*Attività da svolgere:*
**a)** Secondo il brano sulla riforma del mercato del lavoro, su quale quotidiano è uscito il commento di Giuliano Cazzola?
**b)** Individua nei record ogni riga contenente la stringa "dark" e riportala integralmente.

*Brano di lettura:*
···
Si sprecano gli aggettivi altisonanti: svolta epocale per il mercato del lavoro, fine della concertazione, sconfitta mortale della Cgil. Ma è davvero così? Per farsi venire qualche dubbio si consiglia la lettura del commentino acido scritto da Giuliano Cazzola (craxiano in passato, berlusconiano oggi) sul Quotidiano Nazionale: “…la misura degli indennizzi è particolarmente onerosa tanto da sembrare vessatoria…la Cgil (e quindi il Pd), magari senza accorgersene, conseguiranno un successo, in via di fatto, di ampia portata…”.
Dunque Cazzola, che sicuramente conosce la materia, propone un’interpretazione della riforma del mercato del lavoro targata Monti-Fornero ben diversa da quella che fa stracciare le vesti a sinistra. E sarà difficile formarsi un’opinione obiettiva prima di aver visto quale forma definitiva assumerà il provvedimento. Sarà, come pare, un disegno di legge o magari una richiesta di delega al governo, il che consentirebbe ai partiti forti margini di cambiamento? O sarà un decreto? E, in ogni caso, che cosa ci sarà scritto davvero?
···
*Materiale:*
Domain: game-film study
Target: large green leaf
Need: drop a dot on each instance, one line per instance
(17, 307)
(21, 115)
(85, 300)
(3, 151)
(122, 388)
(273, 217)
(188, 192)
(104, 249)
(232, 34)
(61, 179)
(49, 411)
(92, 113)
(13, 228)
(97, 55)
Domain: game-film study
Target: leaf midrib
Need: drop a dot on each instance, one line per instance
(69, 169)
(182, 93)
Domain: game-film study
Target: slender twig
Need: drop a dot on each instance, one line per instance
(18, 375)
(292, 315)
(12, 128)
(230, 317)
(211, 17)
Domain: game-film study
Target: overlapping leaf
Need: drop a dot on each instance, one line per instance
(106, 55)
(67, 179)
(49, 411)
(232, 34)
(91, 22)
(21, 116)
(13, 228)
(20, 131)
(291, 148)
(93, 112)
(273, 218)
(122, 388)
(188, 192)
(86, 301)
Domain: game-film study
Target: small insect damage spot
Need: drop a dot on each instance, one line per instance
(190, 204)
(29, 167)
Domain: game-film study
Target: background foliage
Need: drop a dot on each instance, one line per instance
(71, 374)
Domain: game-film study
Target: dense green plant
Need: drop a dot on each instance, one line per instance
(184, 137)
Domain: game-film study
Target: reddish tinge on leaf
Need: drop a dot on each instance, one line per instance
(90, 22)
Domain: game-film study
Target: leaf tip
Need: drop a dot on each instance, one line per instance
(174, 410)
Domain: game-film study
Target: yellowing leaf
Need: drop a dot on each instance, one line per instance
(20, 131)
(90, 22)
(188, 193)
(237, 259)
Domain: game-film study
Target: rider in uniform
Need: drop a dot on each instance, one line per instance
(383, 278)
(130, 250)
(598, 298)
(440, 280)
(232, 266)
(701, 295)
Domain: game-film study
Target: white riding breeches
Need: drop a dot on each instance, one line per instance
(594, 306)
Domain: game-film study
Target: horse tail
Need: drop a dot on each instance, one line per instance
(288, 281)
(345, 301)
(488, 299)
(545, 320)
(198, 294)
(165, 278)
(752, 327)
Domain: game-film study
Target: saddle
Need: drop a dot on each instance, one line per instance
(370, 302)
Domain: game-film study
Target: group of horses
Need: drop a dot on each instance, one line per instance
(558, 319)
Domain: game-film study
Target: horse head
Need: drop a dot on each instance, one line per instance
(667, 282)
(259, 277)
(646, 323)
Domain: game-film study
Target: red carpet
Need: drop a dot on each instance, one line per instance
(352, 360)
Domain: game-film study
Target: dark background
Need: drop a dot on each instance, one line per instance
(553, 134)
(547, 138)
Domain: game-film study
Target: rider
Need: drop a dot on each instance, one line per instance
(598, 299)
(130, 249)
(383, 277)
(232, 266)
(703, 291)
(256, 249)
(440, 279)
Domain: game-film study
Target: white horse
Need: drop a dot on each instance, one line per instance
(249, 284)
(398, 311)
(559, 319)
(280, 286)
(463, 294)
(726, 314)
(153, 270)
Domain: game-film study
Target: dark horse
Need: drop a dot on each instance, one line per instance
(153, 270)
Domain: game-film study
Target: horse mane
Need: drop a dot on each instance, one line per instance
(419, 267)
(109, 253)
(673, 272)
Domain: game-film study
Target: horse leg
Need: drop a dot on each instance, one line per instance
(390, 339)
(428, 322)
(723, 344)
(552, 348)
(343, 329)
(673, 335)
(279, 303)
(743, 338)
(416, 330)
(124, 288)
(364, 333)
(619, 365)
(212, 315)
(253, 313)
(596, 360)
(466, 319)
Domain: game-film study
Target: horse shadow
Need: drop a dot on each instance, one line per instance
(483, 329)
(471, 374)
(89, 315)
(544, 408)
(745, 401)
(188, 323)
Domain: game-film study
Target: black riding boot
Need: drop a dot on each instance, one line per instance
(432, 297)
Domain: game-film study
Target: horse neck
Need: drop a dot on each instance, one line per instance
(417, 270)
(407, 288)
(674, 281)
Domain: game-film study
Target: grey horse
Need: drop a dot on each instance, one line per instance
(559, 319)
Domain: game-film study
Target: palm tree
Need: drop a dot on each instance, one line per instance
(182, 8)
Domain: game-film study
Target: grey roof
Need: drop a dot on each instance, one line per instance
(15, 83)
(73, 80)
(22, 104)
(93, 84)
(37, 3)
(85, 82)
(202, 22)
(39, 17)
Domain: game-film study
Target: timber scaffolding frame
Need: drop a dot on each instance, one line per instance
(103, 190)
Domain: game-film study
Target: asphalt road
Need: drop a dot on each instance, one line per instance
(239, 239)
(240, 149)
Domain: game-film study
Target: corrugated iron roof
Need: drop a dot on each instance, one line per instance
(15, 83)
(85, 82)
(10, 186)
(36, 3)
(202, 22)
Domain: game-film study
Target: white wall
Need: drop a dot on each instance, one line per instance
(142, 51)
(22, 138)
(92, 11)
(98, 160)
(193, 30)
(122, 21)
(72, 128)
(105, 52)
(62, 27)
···
*Risposte fornite:*
**a)** Sul Quotidiano Nazionale.

**b)**
Target: dark background
Target: dark horse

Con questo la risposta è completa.